--- START Data to use ---

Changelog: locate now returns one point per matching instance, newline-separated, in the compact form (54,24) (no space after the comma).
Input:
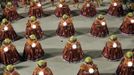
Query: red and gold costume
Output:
(65,27)
(116,8)
(33,49)
(99,27)
(10,70)
(8,53)
(76,1)
(42,69)
(88,68)
(33,27)
(7,31)
(62,9)
(113,49)
(88,9)
(128,24)
(35,9)
(10,12)
(126,67)
(72,51)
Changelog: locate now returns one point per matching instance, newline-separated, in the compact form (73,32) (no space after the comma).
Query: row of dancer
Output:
(72,51)
(65,27)
(125,67)
(88,9)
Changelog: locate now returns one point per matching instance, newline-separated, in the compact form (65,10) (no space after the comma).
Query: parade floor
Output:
(53,44)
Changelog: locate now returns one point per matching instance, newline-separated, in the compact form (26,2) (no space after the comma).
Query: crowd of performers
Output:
(72,51)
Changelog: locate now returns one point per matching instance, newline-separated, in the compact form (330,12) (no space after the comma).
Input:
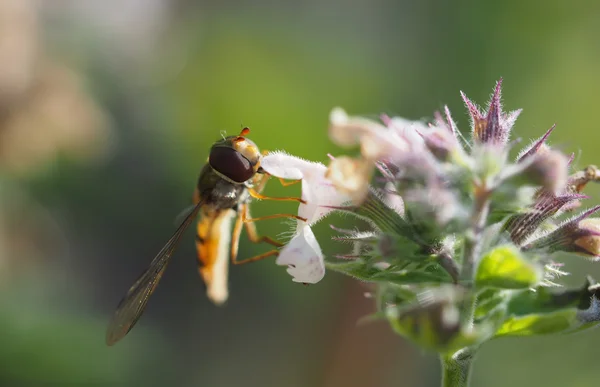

--- END Data to use ---

**Task to complete:**
Reproduce every item above word for word, leaving the pictures out.

**Solution below:**
Changelog: locate now returns one point per matching instance, newline-separated, in the compact form (54,24) (no space after the comma).
Input:
Query: red and gold costume
Output:
(65,27)
(116,8)
(33,49)
(99,27)
(10,70)
(8,53)
(76,1)
(42,69)
(88,68)
(33,27)
(7,31)
(62,9)
(113,49)
(88,9)
(128,24)
(35,9)
(10,12)
(126,67)
(72,51)
Changelog: locate now returns one point per matching instance, newline-separated, in the compact form (73,32) (no space after the comma).
Query: row of dancer
Output:
(72,51)
(65,27)
(125,67)
(88,9)
Changelog: locate now returns one point per matching instance, newline-separated, in the compact form (65,10) (no space after the comma).
Query: parade floor
Output:
(53,44)
Changelog: locate now returns one point per matching instance, newline-separated, in the compact form (26,2) (no space after the comma).
Query: crowd of performers
Output:
(72,51)
Changelog: locate now returns one point per matching instance, newline-separated, in the compact form (330,12) (no space after the comma).
Input:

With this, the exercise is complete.